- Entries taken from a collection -

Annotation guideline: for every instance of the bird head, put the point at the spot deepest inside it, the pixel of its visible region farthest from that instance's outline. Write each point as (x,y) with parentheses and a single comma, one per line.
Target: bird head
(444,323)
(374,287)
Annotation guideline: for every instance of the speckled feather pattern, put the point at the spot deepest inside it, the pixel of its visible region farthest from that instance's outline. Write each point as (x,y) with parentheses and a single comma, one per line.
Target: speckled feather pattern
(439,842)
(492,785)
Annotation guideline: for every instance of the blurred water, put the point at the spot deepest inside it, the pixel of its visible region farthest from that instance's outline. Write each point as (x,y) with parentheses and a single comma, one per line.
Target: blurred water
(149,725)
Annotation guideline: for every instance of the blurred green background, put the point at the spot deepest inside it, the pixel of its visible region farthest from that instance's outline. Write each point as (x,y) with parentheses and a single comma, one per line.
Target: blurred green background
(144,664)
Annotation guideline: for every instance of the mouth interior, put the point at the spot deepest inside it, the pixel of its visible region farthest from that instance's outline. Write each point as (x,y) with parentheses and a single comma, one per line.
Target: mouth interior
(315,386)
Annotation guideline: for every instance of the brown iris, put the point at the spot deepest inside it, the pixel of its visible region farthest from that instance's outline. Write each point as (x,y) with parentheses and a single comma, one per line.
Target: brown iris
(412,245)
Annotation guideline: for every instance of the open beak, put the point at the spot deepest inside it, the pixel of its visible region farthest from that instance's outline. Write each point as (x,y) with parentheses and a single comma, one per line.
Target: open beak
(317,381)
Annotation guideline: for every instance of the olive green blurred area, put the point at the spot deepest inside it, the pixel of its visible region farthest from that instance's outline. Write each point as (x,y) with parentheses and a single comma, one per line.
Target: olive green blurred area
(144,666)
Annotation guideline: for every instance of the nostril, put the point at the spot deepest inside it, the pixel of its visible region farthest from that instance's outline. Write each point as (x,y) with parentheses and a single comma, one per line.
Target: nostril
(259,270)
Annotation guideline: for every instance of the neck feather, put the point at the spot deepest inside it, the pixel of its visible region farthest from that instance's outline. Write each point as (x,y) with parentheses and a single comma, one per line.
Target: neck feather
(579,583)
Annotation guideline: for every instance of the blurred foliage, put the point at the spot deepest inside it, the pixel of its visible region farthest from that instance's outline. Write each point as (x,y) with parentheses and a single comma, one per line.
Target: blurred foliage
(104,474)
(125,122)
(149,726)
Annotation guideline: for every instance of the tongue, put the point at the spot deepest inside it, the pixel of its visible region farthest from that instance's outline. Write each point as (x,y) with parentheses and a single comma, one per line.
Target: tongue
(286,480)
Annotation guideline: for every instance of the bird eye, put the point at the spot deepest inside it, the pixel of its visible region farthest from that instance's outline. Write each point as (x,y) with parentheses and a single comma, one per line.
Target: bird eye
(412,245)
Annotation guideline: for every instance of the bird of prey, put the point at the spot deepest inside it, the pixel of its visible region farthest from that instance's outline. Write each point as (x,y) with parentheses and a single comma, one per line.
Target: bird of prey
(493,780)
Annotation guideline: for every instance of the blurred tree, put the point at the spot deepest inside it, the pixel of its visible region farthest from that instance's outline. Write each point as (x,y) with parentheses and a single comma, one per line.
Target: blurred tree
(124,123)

- WHAT YOU WILL DO -
Print all the data above word for word.

- SOLUTION FOR THIS EXERCISE -
Annotation guideline: for every instance of the bird head, put the point at the spot deepest inside it, the pixel of its visible region farthest from that instance's outline. Write each point as (x,y) with parentheses and a single comma, one per line.
Target: bird head
(444,323)
(374,287)
Annotation guideline: for every instance of the speckled feather pattern, put the point at the spot deepest inside it, the pixel of its visible region farthest from that instance's outline. Write each point as (x,y) with parentheses and a single comma, one per line.
Target: speckled feather pattern
(439,842)
(492,785)
Annotation guideline: for every instance of the blurred water, put the point at the spot deepest inside it, the pixel of its visible region farthest from that instance's outline. Write each point as (x,y) with parentheses and a single comma, one per line.
Target: blurred water
(149,725)
Annotation guideline: for every instance of the blurred green background, put the point at the spot deepest inside it, the pixel of its visible region farthest from that instance's outline. Write each point as (x,y) with parentheses and a single comma, one per line.
Target: blurred green background
(144,664)
Annotation guideline: for every instance of the mouth interior, put the point at the spot deepest inside it, the pixel of its visible region farthest from that instance's outline. Write each point as (x,y) with parentheses and a single comma, one per line.
Target: mouth interior
(315,386)
Annotation guideline: for every instance of the brown iris, put the point at the spot deepest inside it, the pixel of its visible region farthest from that instance's outline. Write each point as (x,y) with parentheses and a single comma, one per line.
Target: brown iris
(412,245)
Annotation guideline: for every instance of the open beak, put the point at the spot deepest inside it, the pixel of its visible region farthest from that instance's outline. Write each point as (x,y) with parentheses and a single comma, one per line.
Target: open beak
(317,381)
Annotation guideline: for every instance of the olive green blurred area, put the point at the spot deepest inside it, the pixel of its visible region farthest from that instance's outline. Write each point as (x,y) with parentheses and a single comma, one per line.
Target: olive green blurred area
(144,666)
Annotation guideline: for every instance of the nostril, put the point at the spot deepest inside it, the pixel of its visible region farthest from that instance's outline. Write each point as (x,y) with parentheses and a single comma, one per line.
Target: nostril
(259,270)
Annotation guideline: for every instance of the neck feather, put the point at the spot deepest inside it, the pixel of its visible region farthest from that instance's outline. Write each point as (x,y) with parentheses and a single comma, one per line.
Target: neck feather
(579,583)
Annotation guideline: for every instance of the blurred foliage, put the point at the spot deepest inside it, the pixel of its visible region farthest from that instance's outline. Write each point as (x,y) with parentheses and a single comma, one per line.
Target: blurred foliage
(104,474)
(125,122)
(149,726)
Annotation guideline: for every instance of the tongue, put the point at the spot deepest inside it, the pixel of its visible region farthest from that instance's outline. Write each point as (x,y) with parentheses and a single comma, one per line.
Target: tongue
(286,480)
Annotation guideline: for every instance of the bird eye, put the point at the spot deepest inside it, the pixel of its visible region farthest from that instance's outline. Write each point as (x,y) with parentheses and a single comma, one per line.
Target: bird eye
(412,245)
Annotation guideline: for every instance of the bird of prey, put the point at the spot deepest inside it, the pixel of its visible region farthest from that instance's outline. Write each point as (x,y) with parentheses and a single comma, one per line.
Target: bird of prey
(493,780)
Annotation guideline: for every instance of the blurred tree, put the point at the spot deepest inside it, the pixel of its visible region farthest from that instance's outline. Write each point as (x,y) with parentheses and a single comma, one per line.
Target: blurred tree
(124,123)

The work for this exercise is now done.